What is needed: Can you rewrite all of the rows below with "thickest part" swapped for "widest part" and nothing else altered? Omit the pictures from your answer.

(Location labeling records)
┌────────
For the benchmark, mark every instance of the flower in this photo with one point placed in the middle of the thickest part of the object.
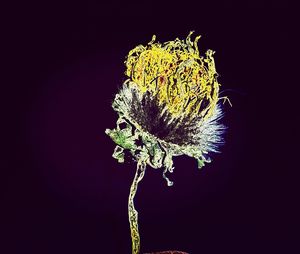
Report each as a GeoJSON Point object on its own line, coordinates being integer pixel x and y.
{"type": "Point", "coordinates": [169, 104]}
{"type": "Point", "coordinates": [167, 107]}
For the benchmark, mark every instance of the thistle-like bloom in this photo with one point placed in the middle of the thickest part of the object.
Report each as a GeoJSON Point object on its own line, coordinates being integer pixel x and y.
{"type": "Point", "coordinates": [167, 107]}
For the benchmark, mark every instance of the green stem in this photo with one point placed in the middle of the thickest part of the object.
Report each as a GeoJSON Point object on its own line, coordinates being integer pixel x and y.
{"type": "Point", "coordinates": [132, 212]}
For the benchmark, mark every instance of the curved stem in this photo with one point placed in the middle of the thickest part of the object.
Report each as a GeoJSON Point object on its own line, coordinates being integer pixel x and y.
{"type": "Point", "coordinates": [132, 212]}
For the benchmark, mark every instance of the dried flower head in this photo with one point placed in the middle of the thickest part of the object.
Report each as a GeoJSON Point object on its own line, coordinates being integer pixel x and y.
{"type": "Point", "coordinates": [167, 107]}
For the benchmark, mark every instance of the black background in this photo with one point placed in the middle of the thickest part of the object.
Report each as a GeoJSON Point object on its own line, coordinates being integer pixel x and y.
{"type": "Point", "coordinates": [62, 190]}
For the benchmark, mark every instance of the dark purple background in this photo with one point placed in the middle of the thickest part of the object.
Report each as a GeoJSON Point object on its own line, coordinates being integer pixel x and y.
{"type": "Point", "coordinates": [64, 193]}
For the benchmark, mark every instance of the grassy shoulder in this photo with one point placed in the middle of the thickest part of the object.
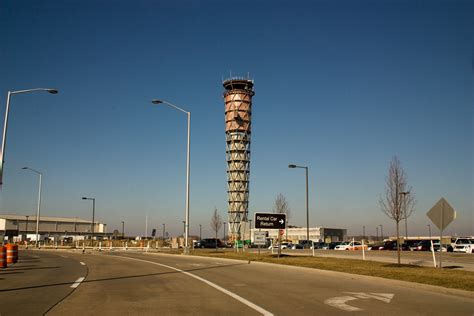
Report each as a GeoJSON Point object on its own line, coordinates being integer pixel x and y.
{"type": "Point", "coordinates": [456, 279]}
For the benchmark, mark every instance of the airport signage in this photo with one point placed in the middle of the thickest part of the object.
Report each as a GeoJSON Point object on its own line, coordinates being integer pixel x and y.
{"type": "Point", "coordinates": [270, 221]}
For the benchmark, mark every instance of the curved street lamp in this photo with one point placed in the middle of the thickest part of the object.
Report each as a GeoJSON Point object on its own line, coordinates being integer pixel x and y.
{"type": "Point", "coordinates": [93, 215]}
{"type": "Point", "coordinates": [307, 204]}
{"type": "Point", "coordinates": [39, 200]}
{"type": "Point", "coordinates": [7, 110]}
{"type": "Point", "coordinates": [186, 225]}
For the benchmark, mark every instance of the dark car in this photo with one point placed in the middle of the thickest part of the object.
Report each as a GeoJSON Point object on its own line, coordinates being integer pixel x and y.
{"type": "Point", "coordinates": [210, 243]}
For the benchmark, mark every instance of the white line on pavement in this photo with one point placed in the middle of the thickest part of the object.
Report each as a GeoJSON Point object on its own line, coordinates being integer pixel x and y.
└────────
Exercise result:
For the benchmark, mark every instance of the flower in this photo with one point placed in the middle of the widest part of the object.
Report each as a GeoJSON Point object on its own line, coordinates being integer pixel x and y.
{"type": "Point", "coordinates": [169, 104]}
{"type": "Point", "coordinates": [167, 107]}
For the benchmark, mark every instance of the thistle-like bloom in this photo with one point placed in the middle of the widest part of the object.
Report each as a GeoJSON Point object on its own line, coordinates being integer pixel x and y.
{"type": "Point", "coordinates": [167, 107]}
For the benchmark, mark every instance of the green stem in this photo with one point placed in the middle of the widest part of the object.
Report each as a GeoJSON Point object on its own line, coordinates being integer pixel x and y.
{"type": "Point", "coordinates": [132, 212]}
For the benchmark, mark every instance of the curved stem in this photo with one point placed in the middle of the widest part of the object.
Report each as a GeoJSON Point object on its own line, coordinates being integer pixel x and y.
{"type": "Point", "coordinates": [132, 212]}
For the benchmark, mark every instance of the dried flower head in this photo with one point placed in the middle of the widest part of the object.
Report each as a GeoJSON Point object on its own line, coordinates being integer pixel x and y.
{"type": "Point", "coordinates": [167, 107]}
For the benchmark, mark every instance of the black background in this photo with one point placed in the middle of the widest part of the object.
Report each as a GeoJSON Point object on its own line, coordinates being integer pixel x and y.
{"type": "Point", "coordinates": [62, 190]}
For the benchmark, mark every instance of the dark purple background in this photo with one point placed in the middle of the widest part of the object.
Report each as a GeoJSON Point object on its own line, coordinates being integer pixel x and y.
{"type": "Point", "coordinates": [64, 193]}
For the benchmark, mark every instance of the grassy shoulder in this photo with one point placed in the middle of the widest part of the object.
Report each as a GeoJSON Point object on its own line, coordinates being integer pixel x and y.
{"type": "Point", "coordinates": [456, 279]}
For the benchmark, mark every instance of the airport signage in this photo with one point placed in the middle of the widest part of the object.
Report each as a GeoJSON Point object on its own line, coordinates being integer pixel x and y.
{"type": "Point", "coordinates": [270, 221]}
For the benchmark, mark every instance of the curved street lamp in this photo with one point placed in the middle of the widest part of the object.
Report each as a GeoJSON Point object on its own line, coordinates being integer pixel x and y.
{"type": "Point", "coordinates": [93, 215]}
{"type": "Point", "coordinates": [307, 204]}
{"type": "Point", "coordinates": [39, 200]}
{"type": "Point", "coordinates": [7, 110]}
{"type": "Point", "coordinates": [186, 225]}
For the benchmark, mark every instance of the dark car in this photo with one point placed in the middle of the widest part of the object.
Report each as a GeoJSON Point object on its own line, coordinates being integer pixel x and y.
{"type": "Point", "coordinates": [210, 243]}
For the benchmark, mark every instance of the white line on pavement in this photo with one point placed in the middle of the widest part of the object.
Report each as a GeoJSON Point object on its own line, coordinates being integer pixel x and y.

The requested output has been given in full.